However, a consultation paper sent to ComReg and seen by The Irish Times shows that the fourth operator is also stridently against the ruling, which it says would "radically alter the competitive landscape in the market to the detriment of Hutchison".

In the paper, Hutchison, which will be branded "3" in the Irish market, says ComReg's proposals will provide a strong disincentive for Hutchison to proceed with its planned roll-out of its mobile service and retail plans.

"The proposed remedies therefore risk defeating the very purposes that they are intending to advance . . . and would result in further delays and setbacks to advancing greater retail competition," concludes the paper.

Hutchison disputes a number of specific points in its communication with the regulator, in particular ComReg's view that the entry of "3" would not change the competitive situation in the short term. It says "3" has a track record of entering markets and providing competition, given its experience of offering services in Asia, Australia and Europe.

The paper, which was prepared for ComReg following the publication of its draft ruling earlier this year, says ComReg has not performed a forward-looking analysis of the market to take account of its entry or Meteor's improved position in the market.

____

* **What is asked**
1) Using the Hutchison and ComReg passage, answer these:
(a) Under what brand name will Hutchison operate in the Irish market?
(b) Which newspaper saw the consultation paper?
(c) In which regions does the paper say "3" has offered services?
2) Carry on the Hutchison and ComReg passage, starting after its final sentence.
The lines after the Hutchison and ComReg passage are separate material.

____

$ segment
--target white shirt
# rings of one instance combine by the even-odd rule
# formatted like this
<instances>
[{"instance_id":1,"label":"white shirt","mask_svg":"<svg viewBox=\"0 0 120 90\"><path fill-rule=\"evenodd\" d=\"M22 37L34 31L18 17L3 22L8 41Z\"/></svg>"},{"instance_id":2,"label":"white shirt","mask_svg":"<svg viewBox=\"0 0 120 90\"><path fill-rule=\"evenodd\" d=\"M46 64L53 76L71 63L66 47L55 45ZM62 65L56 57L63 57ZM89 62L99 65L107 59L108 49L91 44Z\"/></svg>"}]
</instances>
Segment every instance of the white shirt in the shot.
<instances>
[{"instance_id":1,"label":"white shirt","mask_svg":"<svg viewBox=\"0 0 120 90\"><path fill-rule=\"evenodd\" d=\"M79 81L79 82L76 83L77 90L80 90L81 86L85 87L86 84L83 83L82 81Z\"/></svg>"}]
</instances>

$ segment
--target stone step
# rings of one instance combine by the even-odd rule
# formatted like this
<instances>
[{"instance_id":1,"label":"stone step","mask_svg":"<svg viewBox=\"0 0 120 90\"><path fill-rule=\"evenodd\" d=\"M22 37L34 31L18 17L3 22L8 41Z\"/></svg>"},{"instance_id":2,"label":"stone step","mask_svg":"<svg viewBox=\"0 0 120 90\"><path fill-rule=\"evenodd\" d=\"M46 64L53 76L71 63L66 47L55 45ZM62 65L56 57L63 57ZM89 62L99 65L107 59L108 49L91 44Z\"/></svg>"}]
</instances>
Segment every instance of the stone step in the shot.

____

* **Answers per task**
1)
(a) "3"
(b) The Irish Times
(c) Asia, Australia and Europe

2)
Hutchison's threat to reconsider its roll-out plans could be interpreted as simply a way to pressurise the regulator into watering down its ruling.

But there is a possibility that the firm could try to use the ruling as a way to cut back on very strict roll out requirements in its licence.

Under the terms of its mobile licence Hutchison must roll out a third generation network covering 85 per cent of the Irish population by the end of 2007.

This requirement is far in excess of what ComReg required of the other two mobile operators, Vodafone and O2, and will cost Hutchison hundreds of millions of euro in construction costs.

A spokesman for Hutchison refused to comment yesterday.

In the wake of ComReg's decision last week, O2 also warned that it would consider cutting back on its network investment in the Irish market.